**WRITTEN INSTRUCTION:**
Go through the material and write it all out exactly, minus the pictures.

Part of a data file
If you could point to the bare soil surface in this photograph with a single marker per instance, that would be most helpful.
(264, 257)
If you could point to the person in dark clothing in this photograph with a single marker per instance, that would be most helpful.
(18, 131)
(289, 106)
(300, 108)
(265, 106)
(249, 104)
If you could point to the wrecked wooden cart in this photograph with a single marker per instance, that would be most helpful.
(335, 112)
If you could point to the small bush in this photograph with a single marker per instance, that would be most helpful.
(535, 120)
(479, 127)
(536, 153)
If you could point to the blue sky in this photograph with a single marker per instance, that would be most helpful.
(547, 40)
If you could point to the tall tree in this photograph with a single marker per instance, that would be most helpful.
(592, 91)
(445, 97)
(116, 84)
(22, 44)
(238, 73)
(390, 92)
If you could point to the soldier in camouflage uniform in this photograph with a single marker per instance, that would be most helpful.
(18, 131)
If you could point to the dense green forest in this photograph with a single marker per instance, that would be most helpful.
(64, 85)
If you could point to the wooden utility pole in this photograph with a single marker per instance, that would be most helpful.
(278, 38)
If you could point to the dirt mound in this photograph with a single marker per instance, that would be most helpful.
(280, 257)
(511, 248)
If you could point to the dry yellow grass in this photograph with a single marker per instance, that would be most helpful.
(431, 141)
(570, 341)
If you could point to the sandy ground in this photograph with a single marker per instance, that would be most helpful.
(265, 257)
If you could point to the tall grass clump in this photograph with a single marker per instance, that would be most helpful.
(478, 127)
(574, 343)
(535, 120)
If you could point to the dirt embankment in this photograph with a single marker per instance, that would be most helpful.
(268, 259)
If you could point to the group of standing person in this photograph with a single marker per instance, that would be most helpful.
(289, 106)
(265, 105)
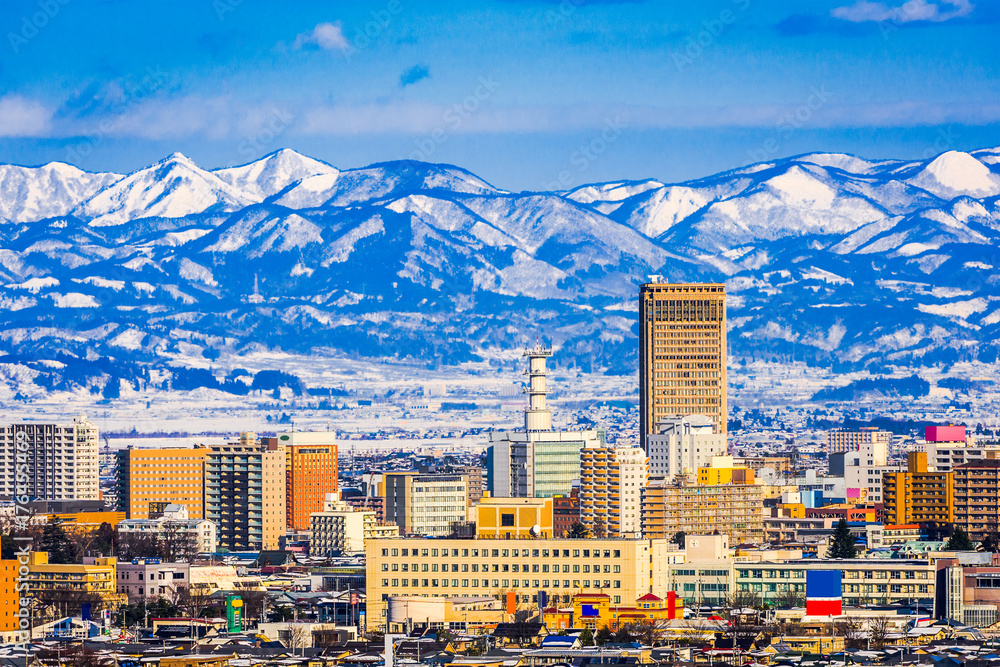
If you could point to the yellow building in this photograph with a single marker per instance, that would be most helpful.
(670, 507)
(96, 575)
(8, 599)
(917, 495)
(595, 611)
(83, 521)
(493, 567)
(512, 518)
(160, 477)
(311, 474)
(682, 350)
(722, 471)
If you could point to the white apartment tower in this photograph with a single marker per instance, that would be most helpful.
(683, 444)
(50, 461)
(611, 484)
(537, 462)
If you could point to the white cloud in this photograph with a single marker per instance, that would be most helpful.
(328, 36)
(914, 10)
(21, 117)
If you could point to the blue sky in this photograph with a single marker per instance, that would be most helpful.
(528, 94)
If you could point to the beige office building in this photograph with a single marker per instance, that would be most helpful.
(732, 508)
(449, 568)
(682, 353)
(425, 504)
(155, 478)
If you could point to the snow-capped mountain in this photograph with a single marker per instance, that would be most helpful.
(828, 258)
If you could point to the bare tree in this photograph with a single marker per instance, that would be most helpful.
(850, 630)
(255, 601)
(878, 631)
(600, 528)
(195, 599)
(649, 631)
(299, 637)
(177, 542)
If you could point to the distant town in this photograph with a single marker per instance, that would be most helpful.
(678, 532)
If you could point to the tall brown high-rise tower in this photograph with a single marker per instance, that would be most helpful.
(682, 353)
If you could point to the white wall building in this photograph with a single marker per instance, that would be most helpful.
(150, 578)
(536, 462)
(611, 484)
(339, 529)
(682, 445)
(175, 520)
(863, 469)
(61, 461)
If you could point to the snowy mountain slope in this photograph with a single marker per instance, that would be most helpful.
(828, 258)
(34, 193)
(172, 188)
(271, 174)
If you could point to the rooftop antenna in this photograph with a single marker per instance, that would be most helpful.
(255, 297)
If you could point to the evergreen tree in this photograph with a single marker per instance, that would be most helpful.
(959, 541)
(842, 544)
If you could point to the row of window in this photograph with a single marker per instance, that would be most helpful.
(505, 553)
(500, 567)
(501, 583)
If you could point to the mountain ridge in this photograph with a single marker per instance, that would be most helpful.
(293, 254)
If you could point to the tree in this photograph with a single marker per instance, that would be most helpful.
(195, 599)
(622, 635)
(8, 547)
(103, 539)
(959, 541)
(648, 632)
(137, 545)
(850, 630)
(878, 631)
(842, 542)
(991, 539)
(255, 601)
(299, 637)
(177, 542)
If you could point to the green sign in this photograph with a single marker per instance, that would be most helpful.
(234, 613)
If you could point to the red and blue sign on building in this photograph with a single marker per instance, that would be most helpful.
(824, 592)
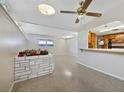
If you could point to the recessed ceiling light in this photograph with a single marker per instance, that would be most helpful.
(46, 9)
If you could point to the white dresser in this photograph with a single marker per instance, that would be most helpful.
(32, 66)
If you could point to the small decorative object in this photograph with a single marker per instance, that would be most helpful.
(32, 52)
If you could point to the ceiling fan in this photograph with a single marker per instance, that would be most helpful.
(82, 10)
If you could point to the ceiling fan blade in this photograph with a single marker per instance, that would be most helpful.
(77, 20)
(70, 12)
(94, 14)
(86, 4)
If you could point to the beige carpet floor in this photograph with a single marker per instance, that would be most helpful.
(70, 77)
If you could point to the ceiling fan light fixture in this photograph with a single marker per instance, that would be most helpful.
(46, 9)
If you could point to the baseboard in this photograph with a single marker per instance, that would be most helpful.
(11, 87)
(115, 76)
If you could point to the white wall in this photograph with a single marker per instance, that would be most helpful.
(59, 44)
(108, 63)
(72, 46)
(11, 41)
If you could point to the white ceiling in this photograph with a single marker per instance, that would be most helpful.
(26, 10)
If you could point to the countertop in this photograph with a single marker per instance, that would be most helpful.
(117, 51)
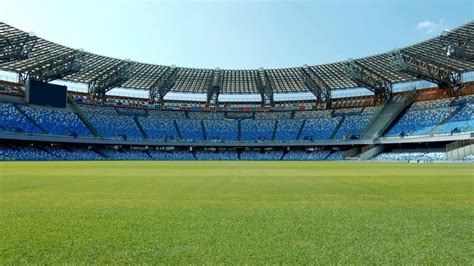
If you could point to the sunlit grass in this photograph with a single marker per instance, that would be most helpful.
(236, 212)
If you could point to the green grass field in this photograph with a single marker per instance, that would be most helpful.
(236, 212)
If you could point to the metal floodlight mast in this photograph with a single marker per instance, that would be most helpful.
(214, 88)
(112, 78)
(426, 69)
(458, 46)
(366, 77)
(16, 47)
(163, 85)
(55, 67)
(316, 85)
(265, 88)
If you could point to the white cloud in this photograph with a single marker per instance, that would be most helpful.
(429, 26)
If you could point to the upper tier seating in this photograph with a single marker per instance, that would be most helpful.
(223, 129)
(319, 128)
(158, 128)
(463, 121)
(419, 121)
(57, 122)
(12, 120)
(252, 130)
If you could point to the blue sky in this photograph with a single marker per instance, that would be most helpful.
(236, 34)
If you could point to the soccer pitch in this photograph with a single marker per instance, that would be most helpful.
(236, 212)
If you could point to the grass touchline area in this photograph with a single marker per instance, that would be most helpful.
(236, 212)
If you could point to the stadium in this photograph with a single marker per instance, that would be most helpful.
(92, 176)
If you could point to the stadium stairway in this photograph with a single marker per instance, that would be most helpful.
(177, 129)
(370, 151)
(352, 154)
(139, 126)
(203, 129)
(275, 126)
(239, 129)
(337, 127)
(390, 111)
(444, 121)
(300, 131)
(77, 110)
(29, 118)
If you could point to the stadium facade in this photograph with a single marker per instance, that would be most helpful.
(410, 104)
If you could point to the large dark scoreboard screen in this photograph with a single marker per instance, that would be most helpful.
(41, 93)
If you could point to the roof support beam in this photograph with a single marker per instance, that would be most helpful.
(112, 78)
(426, 69)
(363, 76)
(55, 67)
(316, 85)
(16, 47)
(214, 88)
(458, 46)
(265, 88)
(163, 85)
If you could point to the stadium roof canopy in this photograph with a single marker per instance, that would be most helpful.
(195, 80)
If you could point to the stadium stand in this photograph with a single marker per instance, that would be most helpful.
(421, 118)
(268, 127)
(320, 128)
(13, 121)
(253, 130)
(297, 155)
(261, 156)
(216, 156)
(288, 129)
(225, 129)
(115, 126)
(158, 128)
(416, 156)
(175, 155)
(190, 129)
(124, 154)
(57, 122)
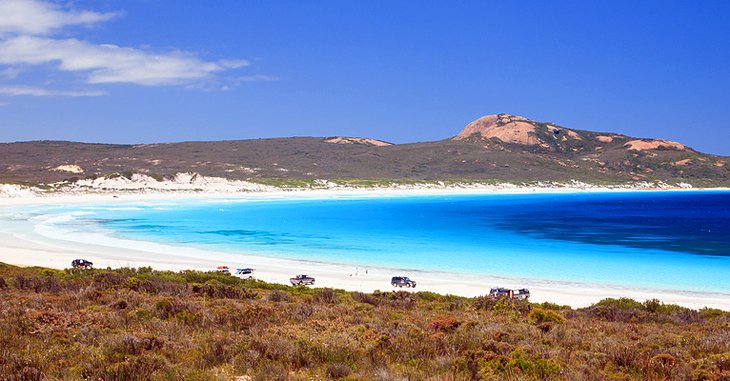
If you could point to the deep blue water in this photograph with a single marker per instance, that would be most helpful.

**FINAL RESULT:**
If you could point to the bare soil surface in this photograph with a single marker per instance, that would be most helpful.
(264, 257)
If you could point to the person in dark clothing in this photograph with a single marker per instance, that would be most helpful.
(18, 131)
(289, 106)
(300, 108)
(265, 106)
(249, 104)
If you could point to the wrecked wooden cart in this photograph with a single marker per instance, that would be most helpful.
(335, 112)
If you could point to the small bush in this photograph with a single marker per instance, that would be most helpful.
(535, 120)
(479, 127)
(536, 153)
If you could point to the blue sky in this photograph with a single marker per instance, that would be most helpful.
(547, 40)
If you could point to the tall tree in this photograph with a single marker per instance, that would be most helpful.
(592, 91)
(445, 97)
(116, 84)
(22, 44)
(238, 73)
(390, 92)
If you could point to the soldier in camouflage uniform in this photograph with a single marker per instance, that would be most helpful.
(18, 131)
If you could point to the dense green forest in this photograph with a single marker per instance, that would be most helpful.
(64, 85)
If you could point to the wooden utility pole in this photograph with a single marker per instance, that would be most helpful.
(278, 38)
If you could point to the dirt mound in this photograph with a single marker per instance, that would be most helpful.
(280, 257)
(511, 248)
If you could point to the dry yellow grass in this photograph with a single marker per instance, that would be most helpful.
(431, 141)
(570, 341)
If you could point to the sandy ground in this photograph with a single marker per instance, that would be most helpful.
(265, 257)
If you could point to the tall grass clump in this photograph with a single marker per instance, that would be most helpful.
(478, 127)
(574, 343)
(535, 120)
If you could point to the dirt embankment in this photograph with a single marker per instance, that would be most helpful.
(268, 259)
If you could point to the group of standing person in this photograph with a single marker per instance, that would be most helpful.
(289, 106)
(265, 105)
If you could point to the yellow building in this photograph with a single marker per instance, that would be most helpful.
(670, 507)
(96, 575)
(8, 599)
(917, 495)
(595, 611)
(83, 521)
(493, 567)
(512, 518)
(160, 477)
(311, 474)
(682, 350)
(722, 471)
If you could point to the white apartment tower in this photograph with a single marker per instance, that would be most helpful.
(683, 444)
(50, 461)
(611, 484)
(537, 462)
If you could point to the white cloud in this photograph with a single marker per instance, that would be most helpful.
(328, 36)
(914, 10)
(21, 117)
If you could point to the blue sky in this photograph with a single marker per instance, that would be most helpful.
(528, 94)
If you could point to the beige office building in this photograph with a single marker per instance, that would be most helpful.
(732, 508)
(449, 568)
(682, 353)
(425, 504)
(155, 478)
If you could point to the snow-capped mountain in this photograph with a single marker per instance, that would be most helpful.
(828, 258)
If you could point to the bare tree in this photograph with a single marker per instance, that would be most helpful.
(850, 630)
(255, 601)
(878, 631)
(600, 528)
(195, 599)
(649, 631)
(299, 637)
(177, 542)
If you could point to the distant town in this photograph with a single marker per instance, that would be most helpful.
(678, 532)
If you could point to the tall brown high-rise tower in this photograph with a single marker per instance, that would be most helpful.
(682, 353)
If you could point to the white wall building in this photograph with a single marker per instance, that would be most helpful.
(150, 578)
(536, 462)
(611, 484)
(339, 529)
(682, 445)
(175, 520)
(863, 469)
(61, 461)
If you could point to the snowy mountain slope in this photograph with a single marker per instance, that would be most helpful.
(828, 258)
(34, 193)
(172, 188)
(271, 174)
If you could point to the rooftop antenna in this photograph with a single marker per instance, that would be most helpful.
(255, 297)
If you could point to the evergreen tree in this photograph with a single marker per instance, that would be most helpful.
(959, 541)
(842, 544)
If you could point to the row of window in this photograph with a single marker per instance, that would be most helpful.
(505, 553)
(500, 567)
(501, 583)
If you could point to the mountain ridge in this photograph with a single marker per instance, that would be most helpful.
(293, 254)
If you could point to the tree in this photograph with a single marker per instance, that would be most helpful.
(195, 599)
(622, 635)
(8, 547)
(103, 539)
(959, 541)
(648, 632)
(137, 545)
(850, 630)
(878, 631)
(842, 542)
(991, 539)
(255, 601)
(299, 637)
(177, 542)
If you could point to the green sign in this photograph with a single marker per instance, that would be most helpful.
(234, 613)
If you could point to the red and blue sign on building in this photograph with a single marker per instance, that would be most helpful.
(824, 592)
If you could point to the recessed ceiling light in this photograph with a single marker per instance, that would be most helpful.
(46, 9)
If you could point to the white dresser in this photograph with a single marker per instance, that would be most helpful.
(32, 66)
If you could point to the small decorative object in this photograph with a single marker per instance, that would be most helpful.
(32, 52)
If you could point to the ceiling fan in this photograph with a single marker per instance, that would be most helpful.
(82, 10)
If you could point to the ceiling fan blade in this photograph with a single marker per instance, that would be most helpful.
(77, 20)
(70, 12)
(94, 14)
(86, 4)
If you could point to the beige carpet floor in this photograph with a single marker per instance, that would be most helpful.
(70, 77)
If you could point to the ceiling fan light fixture in this photograph with a single marker per instance, that would be most helpful.
(46, 9)
If you could point to the baseboard in this photograph with a single marker per instance, that would be most helpful.
(11, 87)
(115, 76)
If you could point to the white wall in this photograph with a single marker per instance, that would be most helpful.
(59, 44)
(108, 63)
(72, 46)
(11, 41)
If you could point to the white ceiling in this photograph with a single marker per instance, that would be most helpful.
(26, 10)
If you could point to the countertop in this photograph with a single marker per instance, that would be most helpful.
(117, 51)
If you could point to the sunlit grass in this photograph with a single marker per instance, that would be most helpful.
(236, 212)
If you could point to the green grass field in this photograph with a single marker per instance, that would be most helpful.
(236, 212)
If you could point to the metal floodlight mast in this photograph with a single marker per instance, that would be most helpful.
(214, 88)
(112, 78)
(426, 69)
(458, 46)
(366, 77)
(16, 47)
(163, 85)
(55, 67)
(316, 85)
(265, 88)
If you could point to the white cloud in this photograph with a single marker per instance, that would be most helpful.
(429, 26)
If you could point to the upper tier seating in this photograph with a single marker per instance, that would be most helpful.
(223, 129)
(319, 128)
(158, 128)
(463, 121)
(419, 121)
(57, 122)
(12, 120)
(252, 130)
If you could point to the blue sky in this photograph with a single marker per instance, that would be most helpful.
(236, 34)
If you could point to the soccer pitch in this photograph with a single marker per instance, that would be most helpful.
(236, 212)
If you could point to the grass touchline area in this photograph with a single marker per instance, that would be most helpful.
(236, 212)
If you could point to the stadium in this photograph with a single marker per instance, that would be most helpful.
(92, 176)
If you could point to the stadium stairway in this photograph with a single marker per instance, that would be most helpful.
(177, 129)
(370, 151)
(352, 154)
(139, 126)
(203, 129)
(275, 126)
(239, 129)
(337, 127)
(390, 111)
(444, 121)
(300, 131)
(77, 110)
(29, 118)
If you could point to the stadium facade in this photograph with a single marker per instance, that would be most helpful.
(410, 104)
If you could point to the large dark scoreboard screen in this photograph with a single marker per instance, that would be most helpful.
(41, 93)
If you could point to the roof support beam in this photograph with a single marker per instance, that would be most helpful.
(112, 78)
(426, 69)
(363, 76)
(55, 67)
(316, 85)
(16, 47)
(214, 88)
(458, 46)
(265, 88)
(163, 85)
If you could point to the stadium roof canopy in this photograph with a single marker per instance, that would be most helpful.
(195, 80)
If you could point to the stadium stand in this photograph with a single marker per instance, that would be most helpful.
(421, 118)
(268, 127)
(320, 128)
(13, 121)
(253, 130)
(297, 155)
(261, 156)
(216, 156)
(288, 129)
(225, 129)
(115, 126)
(158, 128)
(416, 156)
(175, 155)
(190, 129)
(124, 154)
(57, 122)
If you could point to the deep blue water in this photograph with a single marker per instance, that would be most helpful.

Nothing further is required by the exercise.